[Excerpts from a point labeling dataset]
-- start --

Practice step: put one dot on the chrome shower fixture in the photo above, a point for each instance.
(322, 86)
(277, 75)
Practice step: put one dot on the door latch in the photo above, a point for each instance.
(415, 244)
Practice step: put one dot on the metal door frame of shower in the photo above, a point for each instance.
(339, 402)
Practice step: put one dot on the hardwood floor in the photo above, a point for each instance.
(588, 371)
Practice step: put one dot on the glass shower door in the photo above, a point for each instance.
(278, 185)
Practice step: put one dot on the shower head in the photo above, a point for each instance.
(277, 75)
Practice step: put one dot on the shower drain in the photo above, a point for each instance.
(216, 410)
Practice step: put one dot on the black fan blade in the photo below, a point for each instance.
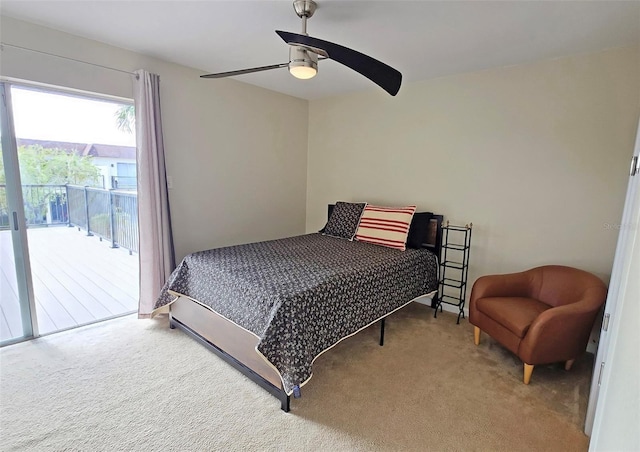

-- end --

### EXERCISE DETAILS
Rewrite the lines above as a Markdown table with the columns No. and Entry, beginning at the line that contains "Practice step: put one dot on the hardwood" and continuing through the end of the rows. Leave out blank lines and the pictures.

### FINISHED EXERCISE
| No. | Entry |
|---|---|
| 1 | Practice step: put one dot on the hardwood floor in the photo above, a point for each instance. |
| 2 | (588, 371) |
| 3 | Practice step: put one dot on the glass shower door in the photo above, a point for each instance. |
| 4 | (278, 185) |
| 5 | Practice step: put one dot on the shower head in the photo above, a point for each instance. |
| 6 | (277, 75) |
| 7 | Practice step: put one dot on the shower drain in the photo above, a point for each instance. |
| 8 | (216, 410) |
| 9 | Practice step: put one dot on the black fan blade in the photo below, a point for each instance. |